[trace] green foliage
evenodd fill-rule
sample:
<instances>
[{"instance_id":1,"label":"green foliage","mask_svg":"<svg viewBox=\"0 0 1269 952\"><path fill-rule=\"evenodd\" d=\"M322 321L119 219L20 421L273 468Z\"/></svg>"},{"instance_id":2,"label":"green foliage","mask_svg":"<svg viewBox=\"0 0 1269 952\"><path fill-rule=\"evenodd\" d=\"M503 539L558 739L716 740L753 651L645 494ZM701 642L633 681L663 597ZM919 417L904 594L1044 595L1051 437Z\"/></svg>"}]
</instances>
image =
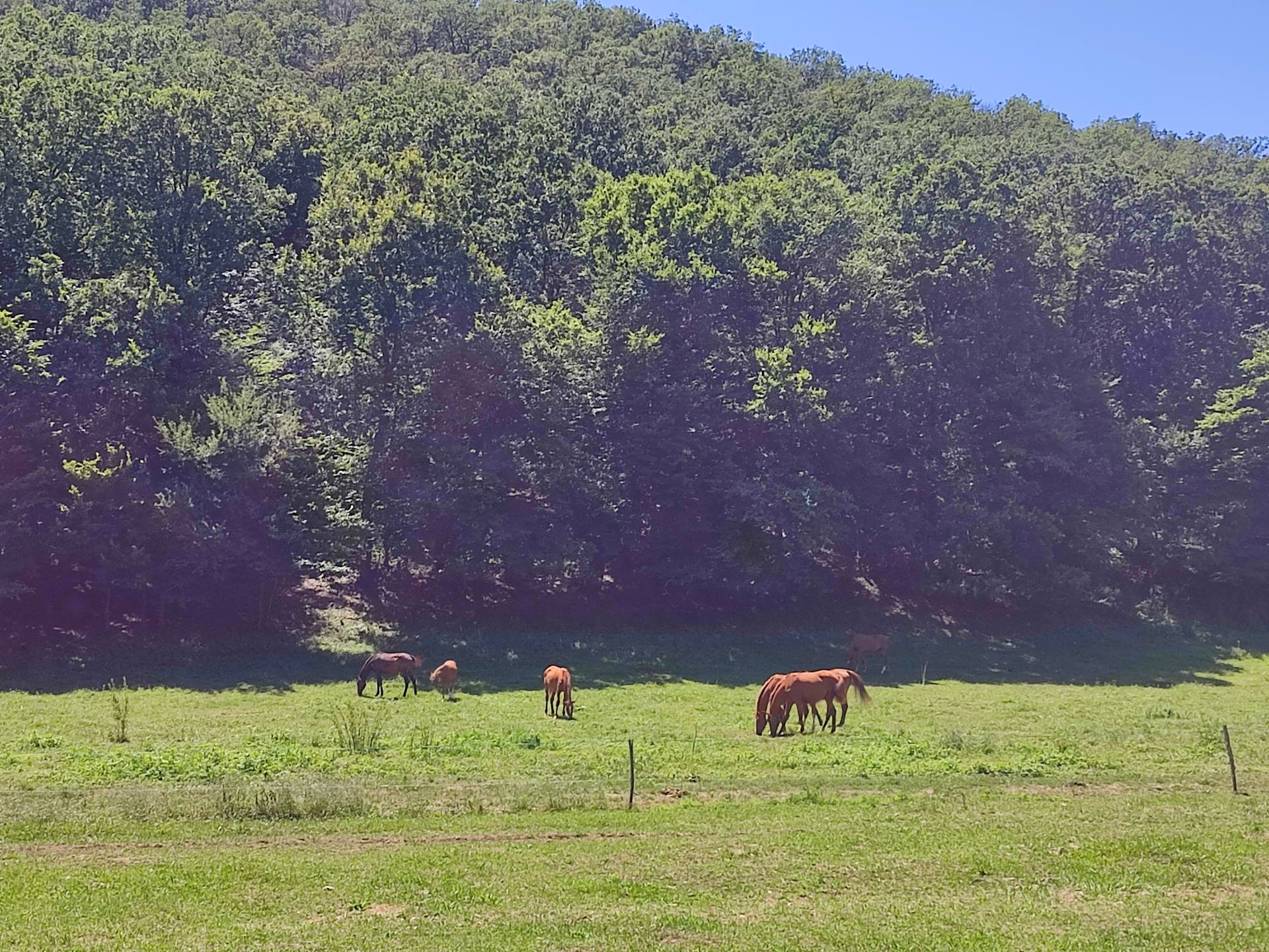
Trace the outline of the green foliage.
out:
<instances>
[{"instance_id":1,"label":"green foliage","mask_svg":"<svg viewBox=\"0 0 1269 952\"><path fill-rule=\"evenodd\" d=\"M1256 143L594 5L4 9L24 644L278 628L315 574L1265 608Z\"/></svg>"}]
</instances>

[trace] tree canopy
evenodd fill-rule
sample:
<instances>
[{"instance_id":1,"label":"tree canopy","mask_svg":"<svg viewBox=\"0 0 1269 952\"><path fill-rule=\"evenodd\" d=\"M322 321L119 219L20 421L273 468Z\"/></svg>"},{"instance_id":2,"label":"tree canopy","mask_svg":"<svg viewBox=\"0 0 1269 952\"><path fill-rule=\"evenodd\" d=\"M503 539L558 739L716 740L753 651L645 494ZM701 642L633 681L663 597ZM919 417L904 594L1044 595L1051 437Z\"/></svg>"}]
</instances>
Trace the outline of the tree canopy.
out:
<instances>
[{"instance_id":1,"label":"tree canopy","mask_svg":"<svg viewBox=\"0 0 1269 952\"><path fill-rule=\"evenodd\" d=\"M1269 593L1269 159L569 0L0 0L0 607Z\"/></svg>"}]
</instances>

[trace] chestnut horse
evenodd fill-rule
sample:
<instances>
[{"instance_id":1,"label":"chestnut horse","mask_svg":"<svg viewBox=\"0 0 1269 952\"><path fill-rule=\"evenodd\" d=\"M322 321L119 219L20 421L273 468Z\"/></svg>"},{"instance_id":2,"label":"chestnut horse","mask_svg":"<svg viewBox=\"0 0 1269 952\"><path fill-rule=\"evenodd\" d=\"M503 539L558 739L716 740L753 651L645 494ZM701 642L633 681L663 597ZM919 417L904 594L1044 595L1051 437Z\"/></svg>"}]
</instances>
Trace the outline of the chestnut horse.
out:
━━━━━━
Which lines in the rows above contain the word "chestnut"? Locate each one and copy it in full.

[trace] chestnut horse
[{"instance_id":1,"label":"chestnut horse","mask_svg":"<svg viewBox=\"0 0 1269 952\"><path fill-rule=\"evenodd\" d=\"M322 321L119 219L20 421L273 468Z\"/></svg>"},{"instance_id":2,"label":"chestnut horse","mask_svg":"<svg viewBox=\"0 0 1269 952\"><path fill-rule=\"evenodd\" d=\"M503 539L558 739L716 740L753 651L645 494ZM701 642L633 681L663 597ZM919 417L904 594L1044 595L1051 437Z\"/></svg>"}]
Trace the outline of the chestnut horse.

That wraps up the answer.